Point-based annotation data
/---

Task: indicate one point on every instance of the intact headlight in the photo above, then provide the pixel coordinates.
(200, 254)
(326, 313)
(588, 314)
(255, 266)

\---

Switch "intact" to "undamaged" throughout these rows and write them out again with nothing else altered.

Task answer ▸
Task: indicate one point on every instance of the undamaged headlight in the photo above, then provide the pixel coordinates.
(200, 254)
(326, 313)
(588, 314)
(255, 266)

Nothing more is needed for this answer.